Texto fornecido
■ ■ ■ ■ ■

Nesse tempo, porém, o demagogo
começou por ser, no contexto da democracia praticada na cidade-Estado de
Atenas, o chefe político que usava a sua inteligência e saber com o propósito
de defender lealmente a multidão dos mais desfavorecidos, contra o pequeno
número de privilegiados. Péricles (494- 429 a . C.) por exemplo, a quem se deve esse
milagre grego que foi a invenção da democracia, era um extraordinário chefe
político que poderíamos designar por “demagogo bom” e, claro, “bom
demagogo”.
Mas foi dois anos depois da morte
de Péricles, com o aparecimento na praça pública do demagogo e implacável
Creonte, com os seus excessos brutais e a sua arrogância vulgar, que o termo
demagogo passou ser claramente desfavorável e politicamente depreciativo. E foi
o grande historiador Tucídides (460- 400 a .C.) - na sua admirável “História da
Guerra do Peloponeso” (entre Esparta e Atenas, ocorrida no século V a. C.,
entre os anos 431 e 404 a .

■ ■ ■ ■ ■

Dados guardados
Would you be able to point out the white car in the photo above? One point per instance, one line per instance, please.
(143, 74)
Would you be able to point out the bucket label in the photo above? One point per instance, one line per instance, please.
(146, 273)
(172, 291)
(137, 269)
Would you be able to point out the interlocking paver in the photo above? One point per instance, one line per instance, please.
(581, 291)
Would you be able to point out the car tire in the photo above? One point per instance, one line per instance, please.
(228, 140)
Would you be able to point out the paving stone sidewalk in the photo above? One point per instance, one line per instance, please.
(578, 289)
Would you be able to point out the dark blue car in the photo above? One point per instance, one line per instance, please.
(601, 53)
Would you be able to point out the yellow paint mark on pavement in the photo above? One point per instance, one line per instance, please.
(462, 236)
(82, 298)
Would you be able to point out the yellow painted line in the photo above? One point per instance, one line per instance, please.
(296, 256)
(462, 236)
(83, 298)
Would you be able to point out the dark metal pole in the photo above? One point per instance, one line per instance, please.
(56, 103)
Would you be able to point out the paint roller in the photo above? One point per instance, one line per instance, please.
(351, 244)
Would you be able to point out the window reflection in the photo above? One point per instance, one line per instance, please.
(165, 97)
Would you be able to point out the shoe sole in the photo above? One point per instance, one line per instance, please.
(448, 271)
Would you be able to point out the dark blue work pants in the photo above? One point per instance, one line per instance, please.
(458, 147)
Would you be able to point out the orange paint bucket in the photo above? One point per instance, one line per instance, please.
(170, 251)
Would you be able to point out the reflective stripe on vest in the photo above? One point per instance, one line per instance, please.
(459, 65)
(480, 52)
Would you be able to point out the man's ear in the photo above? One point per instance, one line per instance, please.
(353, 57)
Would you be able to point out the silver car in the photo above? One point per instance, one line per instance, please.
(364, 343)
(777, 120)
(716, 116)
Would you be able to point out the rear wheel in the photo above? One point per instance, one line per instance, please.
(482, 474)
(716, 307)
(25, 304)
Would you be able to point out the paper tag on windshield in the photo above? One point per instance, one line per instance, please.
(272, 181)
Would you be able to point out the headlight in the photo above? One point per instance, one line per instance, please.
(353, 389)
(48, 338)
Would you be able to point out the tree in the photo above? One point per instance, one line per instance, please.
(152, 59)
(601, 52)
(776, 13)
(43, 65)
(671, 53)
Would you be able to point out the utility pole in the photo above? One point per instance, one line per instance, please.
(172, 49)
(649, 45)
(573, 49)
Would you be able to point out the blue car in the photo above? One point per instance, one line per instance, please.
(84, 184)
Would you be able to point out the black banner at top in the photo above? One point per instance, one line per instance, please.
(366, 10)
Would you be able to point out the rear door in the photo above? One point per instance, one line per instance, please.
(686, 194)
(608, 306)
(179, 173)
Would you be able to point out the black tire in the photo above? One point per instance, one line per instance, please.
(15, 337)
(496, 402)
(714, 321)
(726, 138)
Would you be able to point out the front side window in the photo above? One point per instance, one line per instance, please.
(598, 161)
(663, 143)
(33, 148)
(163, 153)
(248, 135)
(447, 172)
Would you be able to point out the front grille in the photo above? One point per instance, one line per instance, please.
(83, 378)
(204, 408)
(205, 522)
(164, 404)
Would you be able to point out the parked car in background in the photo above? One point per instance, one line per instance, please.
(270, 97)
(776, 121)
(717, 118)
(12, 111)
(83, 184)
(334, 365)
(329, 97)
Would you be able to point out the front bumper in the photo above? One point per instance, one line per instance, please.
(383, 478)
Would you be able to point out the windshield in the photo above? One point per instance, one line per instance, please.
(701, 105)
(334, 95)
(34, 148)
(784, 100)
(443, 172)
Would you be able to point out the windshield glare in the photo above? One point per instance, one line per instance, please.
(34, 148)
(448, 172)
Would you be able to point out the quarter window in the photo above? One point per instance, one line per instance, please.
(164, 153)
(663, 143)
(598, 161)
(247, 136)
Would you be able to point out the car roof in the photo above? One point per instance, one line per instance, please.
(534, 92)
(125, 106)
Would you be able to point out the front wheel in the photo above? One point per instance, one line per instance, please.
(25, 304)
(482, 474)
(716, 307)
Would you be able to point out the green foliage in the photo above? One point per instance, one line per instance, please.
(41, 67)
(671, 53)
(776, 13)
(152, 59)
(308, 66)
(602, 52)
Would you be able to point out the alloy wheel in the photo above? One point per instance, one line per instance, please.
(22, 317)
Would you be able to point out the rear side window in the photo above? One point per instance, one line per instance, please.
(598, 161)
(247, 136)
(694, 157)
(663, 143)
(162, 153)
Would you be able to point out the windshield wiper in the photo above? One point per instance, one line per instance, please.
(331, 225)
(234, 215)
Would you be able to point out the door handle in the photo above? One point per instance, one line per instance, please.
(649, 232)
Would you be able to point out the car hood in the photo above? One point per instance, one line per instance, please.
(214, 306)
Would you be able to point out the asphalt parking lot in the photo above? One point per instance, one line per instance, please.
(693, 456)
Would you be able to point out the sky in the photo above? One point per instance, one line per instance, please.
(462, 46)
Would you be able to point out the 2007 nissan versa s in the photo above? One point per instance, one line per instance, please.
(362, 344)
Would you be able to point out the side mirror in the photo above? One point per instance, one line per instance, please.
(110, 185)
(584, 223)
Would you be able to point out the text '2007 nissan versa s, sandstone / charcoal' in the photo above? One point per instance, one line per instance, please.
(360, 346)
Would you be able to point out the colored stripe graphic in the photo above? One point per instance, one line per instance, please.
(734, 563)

■ ■ ■ ■ ■

O que fazer
1) Traduza para o inglês esta frase do texto sobre os demagogos: «Nesse tempo, porém, o demagogo começou por ser, no contexto da democracia praticada na cidade-Estado de Atenas, o chefe político que usava a sua inteligência e saber com o propósito de defender lealmente a multidão dos mais desfavorecidos, contra o pequeno número de privilegiados.»
2) Diga se cada afirmação concorda com o texto sobre os demagogos. Responda sim ou não e cite as palavras do texto que decidem: (a) Péricles é dado como exemplo de um demagogo bom. (b) O termo demagogo tornou-se depreciativo no mesmo ano da morte de Péricles. (c) Creonte é descrito como arrogante.

Respostas dadas
1) At that time, however, the demagogue began as, in the context of the democracy practiced in the city-state of Athens, the political leader who used his intelligence and knowledge for the purpose of loyally defending the multitude of the most disadvantaged against the small number of the privileged.

2)
(a) Sim: «um extraordinário chefe político que poderíamos designar por “demagogo bom”»
(b) Não: «dois anos depois da morte de Péricles»
(c) Sim: «com os seus excessos brutais e a sua arrogância vulgar»